* _STATED EXERCISE_
Locate each line in the rows below that contains the word "sweater", and copy every such line in full.

Collected data:
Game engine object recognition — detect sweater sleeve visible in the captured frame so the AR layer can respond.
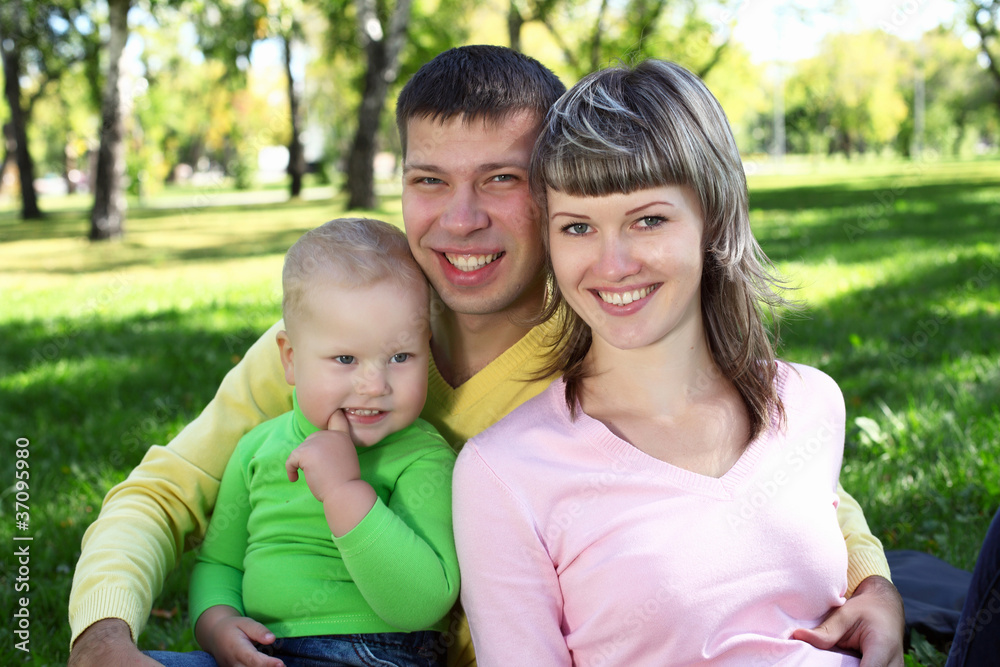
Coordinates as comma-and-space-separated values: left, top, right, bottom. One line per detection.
837, 484, 892, 595
334, 446, 459, 632
453, 440, 573, 667
69, 322, 291, 646
188, 440, 250, 628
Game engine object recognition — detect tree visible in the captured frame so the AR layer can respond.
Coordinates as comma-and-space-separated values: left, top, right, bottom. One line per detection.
507, 0, 729, 78
90, 0, 132, 241
0, 8, 42, 220
785, 31, 912, 155
0, 0, 97, 220
347, 0, 412, 208
969, 0, 1000, 114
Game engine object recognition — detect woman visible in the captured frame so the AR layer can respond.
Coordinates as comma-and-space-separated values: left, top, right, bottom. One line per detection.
454, 61, 884, 667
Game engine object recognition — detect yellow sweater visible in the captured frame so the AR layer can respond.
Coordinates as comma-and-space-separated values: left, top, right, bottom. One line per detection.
69, 322, 889, 665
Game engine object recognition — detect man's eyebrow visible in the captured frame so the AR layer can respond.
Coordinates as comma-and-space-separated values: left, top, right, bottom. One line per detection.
403, 162, 528, 174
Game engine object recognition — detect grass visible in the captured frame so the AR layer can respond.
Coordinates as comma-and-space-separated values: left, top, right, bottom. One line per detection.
0, 161, 1000, 665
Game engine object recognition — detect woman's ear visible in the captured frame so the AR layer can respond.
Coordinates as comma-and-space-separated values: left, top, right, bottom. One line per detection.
276, 329, 295, 387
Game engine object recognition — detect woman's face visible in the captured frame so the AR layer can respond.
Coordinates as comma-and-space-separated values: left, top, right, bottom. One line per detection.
548, 185, 705, 350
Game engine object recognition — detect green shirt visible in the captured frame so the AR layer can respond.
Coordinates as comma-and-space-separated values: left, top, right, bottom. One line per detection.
189, 396, 459, 637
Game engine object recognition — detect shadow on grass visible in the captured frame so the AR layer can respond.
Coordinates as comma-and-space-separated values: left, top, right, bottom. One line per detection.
0, 304, 278, 474
752, 180, 1000, 264
782, 250, 1000, 569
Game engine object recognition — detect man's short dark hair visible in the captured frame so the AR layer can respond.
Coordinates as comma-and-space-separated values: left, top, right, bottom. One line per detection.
396, 45, 566, 156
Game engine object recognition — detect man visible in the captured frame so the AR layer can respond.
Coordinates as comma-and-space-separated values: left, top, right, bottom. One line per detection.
69, 46, 903, 667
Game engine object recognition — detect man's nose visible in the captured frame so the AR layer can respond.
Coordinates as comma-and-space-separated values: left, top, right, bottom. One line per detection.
440, 185, 489, 234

* _OUTPUT FOR THIS EXERCISE_
Game engine object recognition — detect sweater sleeve visible in the captured frame so the AR layer can respond.
Game engine object recognition — detect yellow sweater visible in the captured frame so the AR layer can respond.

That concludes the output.